• _WHAT YOU SHOULD DO_
Present the entire listing below as a numbered list, one line per item, without the blank lines. Leave the pictures out of your answer.

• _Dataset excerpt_
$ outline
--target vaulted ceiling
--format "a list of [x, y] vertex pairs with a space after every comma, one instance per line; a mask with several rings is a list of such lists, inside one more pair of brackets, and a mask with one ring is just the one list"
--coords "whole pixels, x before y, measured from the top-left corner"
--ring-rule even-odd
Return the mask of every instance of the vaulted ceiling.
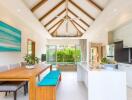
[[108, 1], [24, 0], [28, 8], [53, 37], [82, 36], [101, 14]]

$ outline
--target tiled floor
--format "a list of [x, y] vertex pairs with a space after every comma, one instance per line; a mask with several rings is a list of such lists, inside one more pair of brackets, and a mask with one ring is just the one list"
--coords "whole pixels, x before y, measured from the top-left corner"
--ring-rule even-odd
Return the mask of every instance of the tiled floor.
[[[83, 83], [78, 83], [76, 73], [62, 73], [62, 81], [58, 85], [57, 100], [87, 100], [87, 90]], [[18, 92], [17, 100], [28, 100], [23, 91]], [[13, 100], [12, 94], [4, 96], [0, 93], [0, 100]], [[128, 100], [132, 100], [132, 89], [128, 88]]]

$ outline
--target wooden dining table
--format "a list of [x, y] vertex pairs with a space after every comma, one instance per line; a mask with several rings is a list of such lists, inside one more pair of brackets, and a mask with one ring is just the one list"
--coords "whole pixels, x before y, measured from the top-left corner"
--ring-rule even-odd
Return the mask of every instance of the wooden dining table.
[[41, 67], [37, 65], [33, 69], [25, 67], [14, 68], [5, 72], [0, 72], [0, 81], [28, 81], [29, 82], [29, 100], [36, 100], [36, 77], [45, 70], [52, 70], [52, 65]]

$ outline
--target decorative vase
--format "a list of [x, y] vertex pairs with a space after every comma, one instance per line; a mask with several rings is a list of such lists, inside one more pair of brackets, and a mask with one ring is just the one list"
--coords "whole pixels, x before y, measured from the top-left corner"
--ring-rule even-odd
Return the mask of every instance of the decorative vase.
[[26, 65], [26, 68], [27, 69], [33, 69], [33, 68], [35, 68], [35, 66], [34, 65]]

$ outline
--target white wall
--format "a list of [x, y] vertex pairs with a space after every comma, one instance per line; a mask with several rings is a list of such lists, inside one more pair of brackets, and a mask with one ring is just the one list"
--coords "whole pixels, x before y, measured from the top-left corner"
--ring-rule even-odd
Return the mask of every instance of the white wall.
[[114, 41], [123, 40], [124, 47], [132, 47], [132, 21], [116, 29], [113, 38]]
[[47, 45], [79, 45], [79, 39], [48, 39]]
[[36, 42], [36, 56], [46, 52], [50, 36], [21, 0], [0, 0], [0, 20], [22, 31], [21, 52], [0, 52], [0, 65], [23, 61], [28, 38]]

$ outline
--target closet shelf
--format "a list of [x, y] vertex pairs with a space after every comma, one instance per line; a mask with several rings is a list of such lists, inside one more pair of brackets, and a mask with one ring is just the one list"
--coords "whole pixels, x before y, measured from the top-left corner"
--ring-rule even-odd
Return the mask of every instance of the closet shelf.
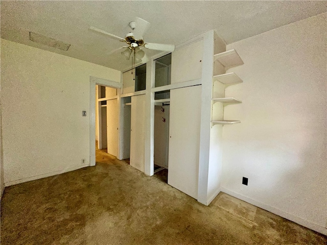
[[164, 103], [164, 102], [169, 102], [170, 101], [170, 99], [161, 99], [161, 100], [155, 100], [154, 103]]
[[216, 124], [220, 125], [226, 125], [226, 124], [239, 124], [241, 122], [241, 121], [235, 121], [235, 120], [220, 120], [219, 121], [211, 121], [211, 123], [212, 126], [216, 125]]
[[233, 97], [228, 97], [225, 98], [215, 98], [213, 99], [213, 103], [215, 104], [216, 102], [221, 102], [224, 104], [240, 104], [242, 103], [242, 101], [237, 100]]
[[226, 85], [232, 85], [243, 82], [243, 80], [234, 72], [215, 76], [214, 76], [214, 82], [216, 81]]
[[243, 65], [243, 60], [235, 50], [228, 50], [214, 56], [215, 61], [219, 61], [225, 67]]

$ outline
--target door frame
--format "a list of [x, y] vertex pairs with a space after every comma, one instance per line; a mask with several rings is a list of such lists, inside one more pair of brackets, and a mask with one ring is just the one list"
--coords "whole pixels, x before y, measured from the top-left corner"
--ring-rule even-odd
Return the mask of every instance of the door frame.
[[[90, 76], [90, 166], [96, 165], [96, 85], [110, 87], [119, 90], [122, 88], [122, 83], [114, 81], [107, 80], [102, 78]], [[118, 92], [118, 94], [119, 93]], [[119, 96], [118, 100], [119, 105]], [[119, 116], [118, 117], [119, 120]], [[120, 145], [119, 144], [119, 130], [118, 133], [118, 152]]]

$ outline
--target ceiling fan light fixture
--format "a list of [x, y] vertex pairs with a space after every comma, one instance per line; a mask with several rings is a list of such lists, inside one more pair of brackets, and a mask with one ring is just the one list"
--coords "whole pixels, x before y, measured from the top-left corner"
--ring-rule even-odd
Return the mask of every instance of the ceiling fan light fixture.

• _SOLUTION TO THIS PROBLEM_
1. $ outline
2. --target vaulted ceiling
3. --format "a list of [x, y] vertex pairs with a space after every comma, one instance per line; a mask with several rings is a list of such lists, inside one more pair of brackets, and a mask with one ring is just the one list"
4. --coords "whole pixels, x before y, measured from the top-left corner"
5. --ring-rule even-odd
6. Return the mask of every instance of the vaulted ceiling.
7. [[108, 1], [24, 0], [28, 8], [53, 37], [82, 36], [101, 14]]
8. $ outline
9. --target tiled floor
10. --format "a list of [x, y] vertex pairs with a space after every comma, one instance per line; a mask with several rings is a list of such lists, inside one more pair of brackets, and a mask with one ring is just the one list"
11. --coords "whole pixels, x before y, measured from the top-left corner"
12. --ring-rule even-odd
13. Return the mask of every instance of the tiled floor.
14. [[[83, 83], [78, 83], [76, 73], [62, 73], [62, 81], [58, 85], [57, 100], [87, 100], [87, 90]], [[18, 92], [17, 100], [28, 100], [23, 91]], [[13, 100], [12, 94], [4, 96], [0, 93], [0, 100]], [[128, 100], [132, 100], [132, 89], [128, 88]]]
15. $ outline
16. --target wooden dining table
17. --format "a list of [x, y] vertex pairs with a space after every comma, one instance per line; a mask with several rings is a list of such lists, inside one more pair of brackets, and a mask with one ring is just the one list"
18. --coords "whole pixels, x before y, measured from the top-left corner"
19. --ring-rule even-odd
20. Return the mask of every instance of the wooden dining table.
21. [[41, 67], [37, 65], [33, 69], [25, 67], [14, 68], [5, 72], [0, 72], [0, 81], [28, 81], [29, 82], [29, 100], [36, 100], [36, 77], [45, 70], [52, 70], [52, 65]]
22. $ outline
23. --target decorative vase
24. --format "a list of [x, y] vertex pairs with a space after every comma, one instance per line; a mask with several rings is a list of such lists, inside one more pair of brackets, and a mask with one ring is just the one list"
25. --coords "whole pixels, x before y, measured from the top-left corner"
26. --ring-rule even-odd
27. Return the mask of every instance of the decorative vase.
28. [[26, 65], [26, 68], [27, 69], [33, 69], [33, 68], [35, 68], [35, 66], [34, 65]]
29. $ outline
30. --target white wall
31. --format "a list of [x, y] vertex pairs with a space after every comma, one instance per line; a mask with several rings is a list of such lists, inside one more pair of brackets, and a mask with one ring is just the one list"
32. --coords "whole pixels, x before y, measured from the top-left corner"
33. --ring-rule even-odd
34. Return the mask of every instance of the white wall.
35. [[114, 41], [123, 40], [124, 47], [132, 47], [132, 21], [116, 29], [113, 38]]
36. [[47, 45], [79, 45], [79, 39], [48, 39]]
37. [[36, 42], [36, 56], [46, 52], [50, 36], [21, 0], [0, 0], [0, 20], [22, 31], [21, 52], [0, 52], [0, 65], [23, 61], [28, 38]]
38. $ outline
39. --target closet shelf
40. --format "a list of [x, y] vertex pairs with a space after every comma, one instance per line; a mask with several rings is a list of such lists, inside one more pair of brackets, and a mask with one ring is just the one list"
41. --coords "whole pixels, x before y, measured from the top-left corner"
42. --ring-rule even-odd
43. Return the mask of every instance of the closet shelf.
44. [[164, 103], [164, 102], [169, 102], [170, 101], [170, 99], [161, 99], [161, 100], [155, 100], [154, 103]]
45. [[216, 124], [220, 125], [226, 125], [226, 124], [239, 124], [241, 122], [241, 121], [235, 121], [235, 120], [220, 120], [219, 121], [211, 121], [211, 123], [212, 126], [216, 125]]
46. [[233, 97], [228, 97], [225, 98], [215, 98], [213, 99], [213, 103], [215, 104], [216, 102], [221, 102], [224, 104], [240, 104], [242, 103], [242, 101], [237, 100]]
47. [[226, 85], [232, 85], [243, 82], [243, 80], [234, 72], [215, 76], [214, 76], [214, 82], [216, 81]]
48. [[243, 65], [243, 60], [235, 50], [228, 50], [214, 56], [215, 61], [219, 61], [225, 67]]
49. $ outline
50. --target door frame
51. --format "a list of [x, y] vertex pairs with a space after every comma, one instance per line; a mask with several rings is a list of such lists, inside one more pair of brackets, and a mask with one ring is just the one list"
52. --coords "whole pixels, x before y, measured from the top-left corner"
53. --ring-rule even-odd
54. Return the mask of every instance of the door frame.
55. [[[90, 76], [90, 166], [96, 165], [96, 85], [110, 87], [119, 90], [122, 88], [122, 83], [114, 81], [107, 80], [102, 78]], [[118, 92], [118, 94], [119, 93]], [[119, 96], [118, 100], [119, 105]], [[119, 116], [118, 117], [119, 120]], [[120, 145], [119, 144], [119, 130], [118, 133], [118, 152]]]
56. $ outline
57. --target ceiling fan light fixture
58. --format "a list of [x, y] vertex pairs with a space after every comma, one instance per line; a mask with several rings is a list of such lists, inside one more pair of brackets, and a mask with one ring is just the one list"
59. --coords "whole pixels, x before y, measured from the top-left corner"
60. --ring-rule even-odd
61. Return the mask of every instance of the ceiling fan light fixture.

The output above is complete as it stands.